Swap "a dot on each instance" for "one point per instance" throughout the items below, then write out all their lines again with nothing else changed. Leave the pictures out.

** Begin Data listing **

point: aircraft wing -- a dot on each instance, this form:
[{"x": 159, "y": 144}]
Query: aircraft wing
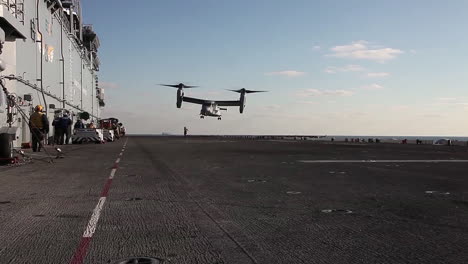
[
  {"x": 194, "y": 100},
  {"x": 227, "y": 103}
]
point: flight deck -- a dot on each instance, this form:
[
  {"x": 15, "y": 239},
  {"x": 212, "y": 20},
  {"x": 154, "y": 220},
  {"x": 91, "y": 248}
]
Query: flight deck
[{"x": 231, "y": 200}]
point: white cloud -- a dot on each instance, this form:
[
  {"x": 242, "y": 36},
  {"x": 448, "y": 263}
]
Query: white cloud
[
  {"x": 377, "y": 74},
  {"x": 372, "y": 87},
  {"x": 446, "y": 99},
  {"x": 362, "y": 50},
  {"x": 288, "y": 73},
  {"x": 108, "y": 85},
  {"x": 347, "y": 68},
  {"x": 316, "y": 92},
  {"x": 400, "y": 107}
]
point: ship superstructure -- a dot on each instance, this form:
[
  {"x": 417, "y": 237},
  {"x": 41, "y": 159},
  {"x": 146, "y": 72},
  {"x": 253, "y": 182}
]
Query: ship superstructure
[{"x": 49, "y": 57}]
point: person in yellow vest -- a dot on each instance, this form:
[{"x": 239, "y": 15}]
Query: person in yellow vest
[{"x": 39, "y": 125}]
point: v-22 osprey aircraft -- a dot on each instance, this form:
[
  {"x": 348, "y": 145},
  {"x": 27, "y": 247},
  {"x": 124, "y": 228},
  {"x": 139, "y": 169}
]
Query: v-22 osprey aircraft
[{"x": 210, "y": 107}]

** End Data listing **

» Full answer:
point: aircraft wing -- one point per instance, this form:
[{"x": 159, "y": 144}]
Query: aircraft wing
[
  {"x": 194, "y": 100},
  {"x": 227, "y": 103}
]
point: flight deck -- one point per instance, this form:
[
  {"x": 15, "y": 239},
  {"x": 212, "y": 20},
  {"x": 154, "y": 220},
  {"x": 91, "y": 248}
]
Query: flight deck
[{"x": 231, "y": 200}]
point: white cloud -- one point per instance, this form:
[
  {"x": 242, "y": 36},
  {"x": 448, "y": 263}
]
Query: white cloud
[
  {"x": 377, "y": 74},
  {"x": 372, "y": 87},
  {"x": 446, "y": 99},
  {"x": 362, "y": 50},
  {"x": 288, "y": 73},
  {"x": 108, "y": 85},
  {"x": 347, "y": 68},
  {"x": 316, "y": 92},
  {"x": 400, "y": 107}
]
point: ship superstructure -- one point per instance, this form:
[
  {"x": 417, "y": 237},
  {"x": 41, "y": 159},
  {"x": 146, "y": 72},
  {"x": 253, "y": 182}
]
Query: ship superstructure
[{"x": 49, "y": 57}]
point: person in yellow vest -- one point per instance, this form:
[{"x": 239, "y": 15}]
Query: person in yellow vest
[{"x": 39, "y": 125}]
point: v-22 osprey aircraft -- one point per instance, this form:
[
  {"x": 348, "y": 145},
  {"x": 27, "y": 247},
  {"x": 124, "y": 228},
  {"x": 139, "y": 169}
]
Query: v-22 osprey aircraft
[{"x": 210, "y": 107}]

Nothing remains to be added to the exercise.